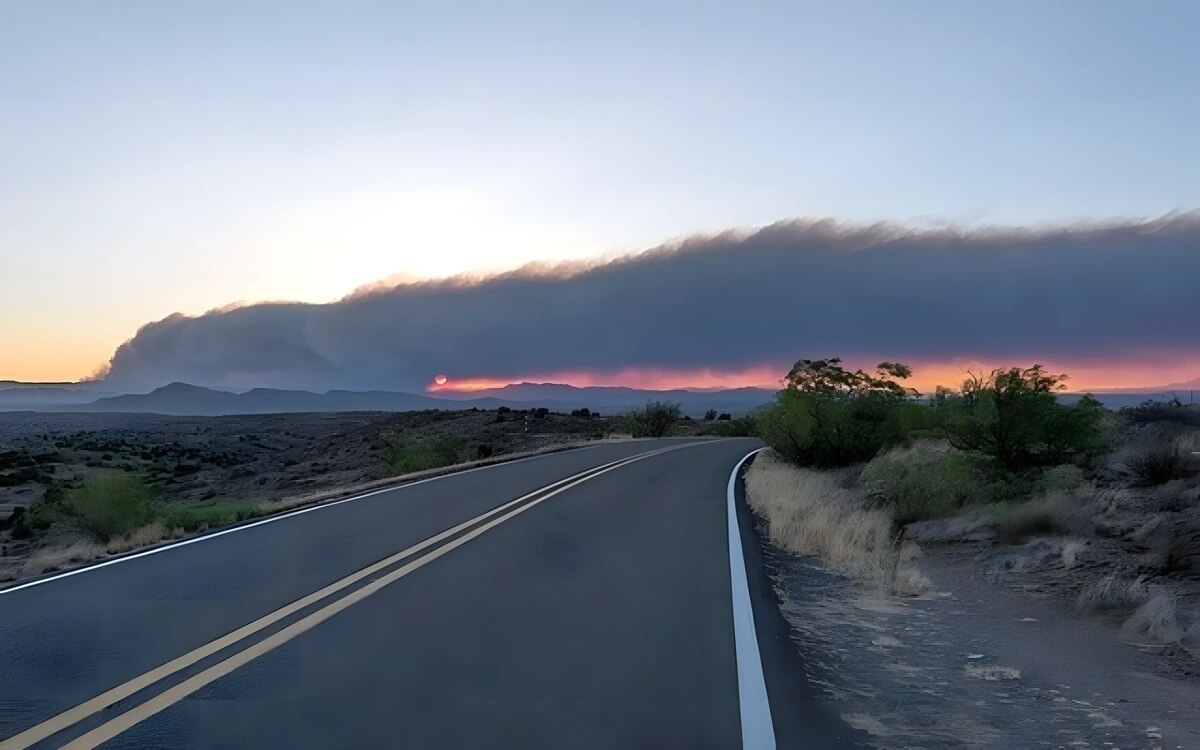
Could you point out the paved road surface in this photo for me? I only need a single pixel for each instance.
(571, 600)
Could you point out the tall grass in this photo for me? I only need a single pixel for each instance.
(407, 455)
(811, 513)
(113, 504)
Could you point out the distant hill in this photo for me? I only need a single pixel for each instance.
(619, 397)
(21, 396)
(183, 399)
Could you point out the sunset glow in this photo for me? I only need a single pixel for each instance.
(1084, 376)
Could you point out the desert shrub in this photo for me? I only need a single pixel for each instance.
(112, 504)
(1014, 415)
(1171, 411)
(205, 514)
(653, 420)
(729, 429)
(1114, 592)
(1162, 455)
(406, 455)
(1158, 465)
(928, 480)
(828, 417)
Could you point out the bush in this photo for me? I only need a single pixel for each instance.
(928, 481)
(113, 504)
(654, 420)
(1171, 411)
(207, 514)
(827, 417)
(729, 429)
(1014, 415)
(405, 456)
(1162, 460)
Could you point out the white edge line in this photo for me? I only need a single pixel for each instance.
(757, 731)
(289, 514)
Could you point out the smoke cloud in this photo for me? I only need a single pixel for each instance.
(726, 301)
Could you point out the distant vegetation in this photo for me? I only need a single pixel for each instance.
(653, 420)
(407, 455)
(114, 504)
(990, 441)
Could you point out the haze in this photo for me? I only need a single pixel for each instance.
(167, 159)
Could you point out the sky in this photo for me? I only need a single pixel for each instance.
(161, 159)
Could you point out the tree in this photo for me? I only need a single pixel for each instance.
(828, 417)
(1014, 414)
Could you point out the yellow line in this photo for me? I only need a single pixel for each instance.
(173, 695)
(81, 712)
(73, 715)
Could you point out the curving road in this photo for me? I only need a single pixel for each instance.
(597, 598)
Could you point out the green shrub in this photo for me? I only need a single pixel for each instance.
(928, 481)
(1014, 415)
(653, 420)
(729, 427)
(827, 417)
(205, 514)
(112, 504)
(405, 455)
(1162, 461)
(1170, 411)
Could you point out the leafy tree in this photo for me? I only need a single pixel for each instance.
(827, 415)
(1014, 414)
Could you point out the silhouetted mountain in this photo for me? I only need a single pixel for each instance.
(183, 399)
(192, 400)
(558, 395)
(22, 396)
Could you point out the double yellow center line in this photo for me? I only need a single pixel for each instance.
(427, 550)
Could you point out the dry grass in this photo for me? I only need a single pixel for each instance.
(813, 513)
(1114, 592)
(1156, 621)
(143, 537)
(47, 559)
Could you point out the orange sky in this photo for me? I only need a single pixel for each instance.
(1093, 376)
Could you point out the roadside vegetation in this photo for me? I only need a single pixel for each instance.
(76, 487)
(1101, 507)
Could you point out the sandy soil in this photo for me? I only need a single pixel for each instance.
(268, 459)
(977, 664)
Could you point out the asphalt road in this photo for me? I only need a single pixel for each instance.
(571, 600)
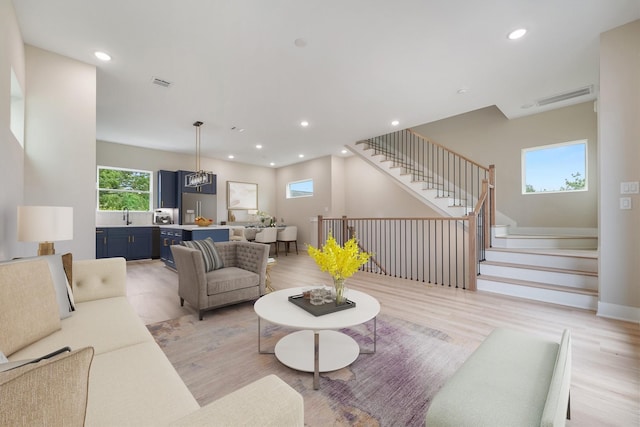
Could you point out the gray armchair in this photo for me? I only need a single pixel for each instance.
(241, 279)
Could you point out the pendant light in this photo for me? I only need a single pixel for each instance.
(199, 177)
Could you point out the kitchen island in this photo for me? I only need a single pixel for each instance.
(173, 234)
(135, 242)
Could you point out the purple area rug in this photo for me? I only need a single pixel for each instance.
(391, 387)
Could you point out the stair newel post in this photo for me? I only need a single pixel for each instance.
(492, 194)
(320, 227)
(345, 230)
(486, 226)
(473, 251)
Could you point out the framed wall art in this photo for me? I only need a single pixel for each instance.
(242, 195)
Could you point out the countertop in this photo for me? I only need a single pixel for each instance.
(174, 226)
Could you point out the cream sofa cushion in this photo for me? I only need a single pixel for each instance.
(136, 386)
(287, 410)
(108, 324)
(28, 306)
(52, 392)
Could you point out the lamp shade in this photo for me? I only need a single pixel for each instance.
(45, 223)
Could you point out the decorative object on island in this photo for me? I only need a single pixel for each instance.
(265, 218)
(199, 177)
(45, 224)
(203, 222)
(341, 262)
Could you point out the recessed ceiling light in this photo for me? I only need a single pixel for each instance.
(103, 56)
(516, 34)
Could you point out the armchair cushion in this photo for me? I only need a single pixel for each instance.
(229, 279)
(210, 255)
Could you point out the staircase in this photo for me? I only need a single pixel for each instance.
(555, 266)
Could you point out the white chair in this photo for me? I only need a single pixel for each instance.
(268, 236)
(288, 235)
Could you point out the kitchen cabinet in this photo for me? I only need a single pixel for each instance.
(205, 189)
(127, 242)
(167, 191)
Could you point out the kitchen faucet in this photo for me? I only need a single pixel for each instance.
(125, 216)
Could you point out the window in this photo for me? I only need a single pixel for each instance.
(555, 168)
(120, 189)
(300, 189)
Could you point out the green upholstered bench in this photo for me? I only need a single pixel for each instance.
(512, 379)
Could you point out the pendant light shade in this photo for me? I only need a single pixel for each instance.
(199, 177)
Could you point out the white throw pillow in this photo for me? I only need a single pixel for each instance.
(64, 297)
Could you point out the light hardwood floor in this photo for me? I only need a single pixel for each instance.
(605, 387)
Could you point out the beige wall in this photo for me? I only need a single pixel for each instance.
(619, 126)
(11, 152)
(301, 211)
(487, 137)
(372, 194)
(60, 147)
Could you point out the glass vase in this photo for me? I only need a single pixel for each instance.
(341, 291)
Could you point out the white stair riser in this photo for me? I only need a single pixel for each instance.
(541, 260)
(539, 294)
(540, 276)
(515, 242)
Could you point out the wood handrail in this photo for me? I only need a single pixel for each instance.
(430, 141)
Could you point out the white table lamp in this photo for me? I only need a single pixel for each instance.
(45, 224)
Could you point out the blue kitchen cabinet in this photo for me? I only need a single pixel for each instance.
(168, 237)
(128, 242)
(173, 236)
(205, 189)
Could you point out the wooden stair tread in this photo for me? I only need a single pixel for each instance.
(540, 268)
(543, 236)
(531, 284)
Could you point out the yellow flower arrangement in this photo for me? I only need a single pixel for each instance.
(339, 262)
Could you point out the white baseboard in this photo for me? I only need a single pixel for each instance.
(619, 312)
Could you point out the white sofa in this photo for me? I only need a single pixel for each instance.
(512, 379)
(131, 382)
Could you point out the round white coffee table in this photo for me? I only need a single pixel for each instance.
(318, 346)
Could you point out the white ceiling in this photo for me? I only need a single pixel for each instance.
(365, 63)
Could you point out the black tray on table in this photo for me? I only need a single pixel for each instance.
(319, 310)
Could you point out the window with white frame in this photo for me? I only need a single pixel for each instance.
(120, 188)
(555, 168)
(302, 188)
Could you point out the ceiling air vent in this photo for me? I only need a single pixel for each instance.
(160, 82)
(565, 96)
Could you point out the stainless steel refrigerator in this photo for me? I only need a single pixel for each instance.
(195, 205)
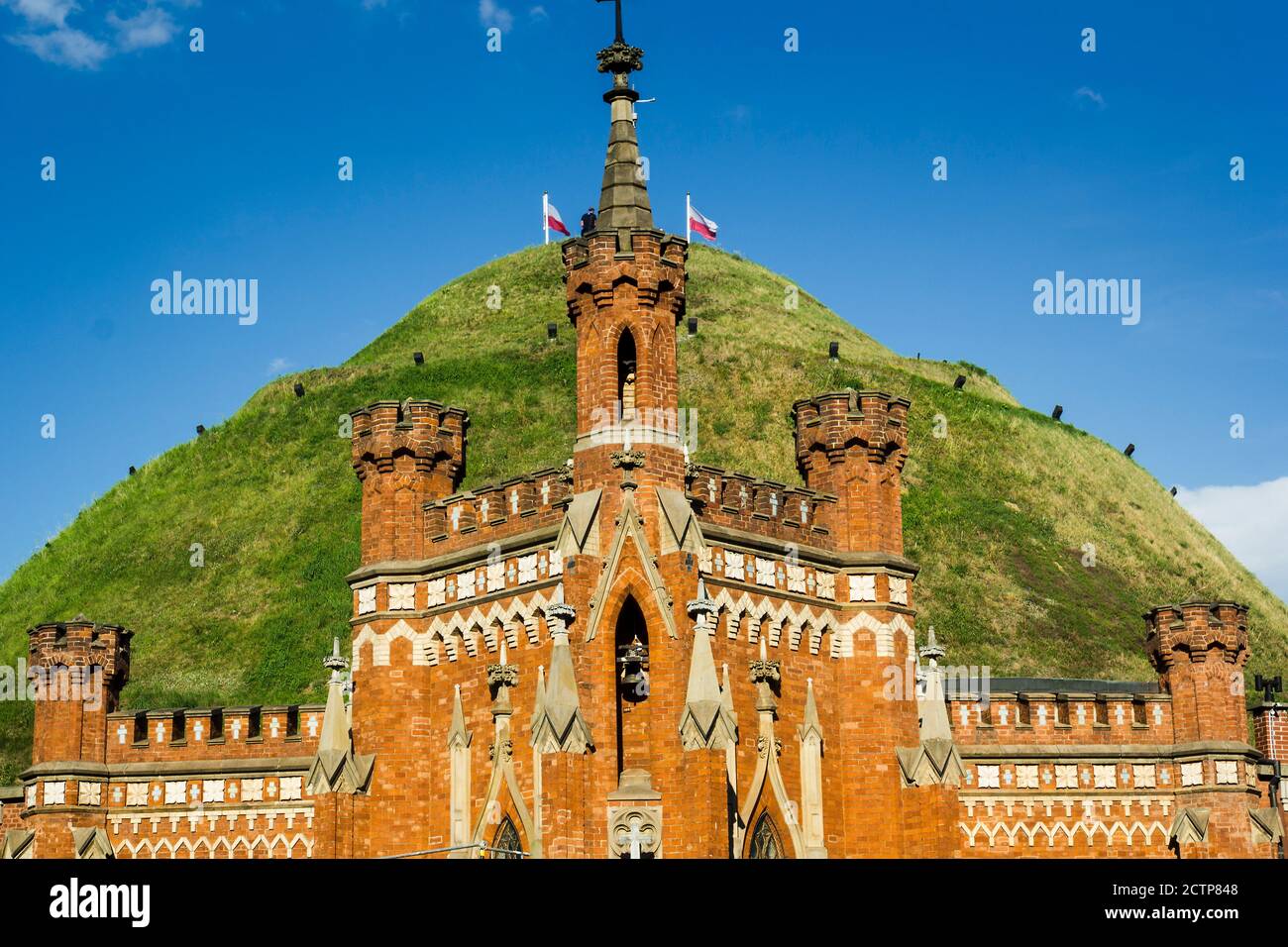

- _Problem to solve_: Arrange the stretch of the listing from its start through the line containing "(1084, 376)", inclusive, as a Markdown table with the columns "Row" and "Line", numbering each line. Leave out blank lines and any pictures.

- _Answer for this exercise_:
| Row | Line |
|---|---|
| 1 | Could you point out the paved road surface in this photo for me? I only need a single pixel for each instance. |
| 2 | (571, 600) |
| 3 | Could you point out the tall grass in this photo for me? I only need a single pixel for each instance. |
| 4 | (407, 455) |
| 5 | (811, 513) |
| 6 | (113, 504) |
| 7 | Could you point out the distant hill in this photo for me? I only need a single pixel for each instance. |
| 8 | (619, 397) |
| 9 | (21, 396) |
| 10 | (183, 399) |
| 11 | Could you point out the sunset glow in this photo for me? I only need a single pixel for each instance. |
| 12 | (1084, 376) |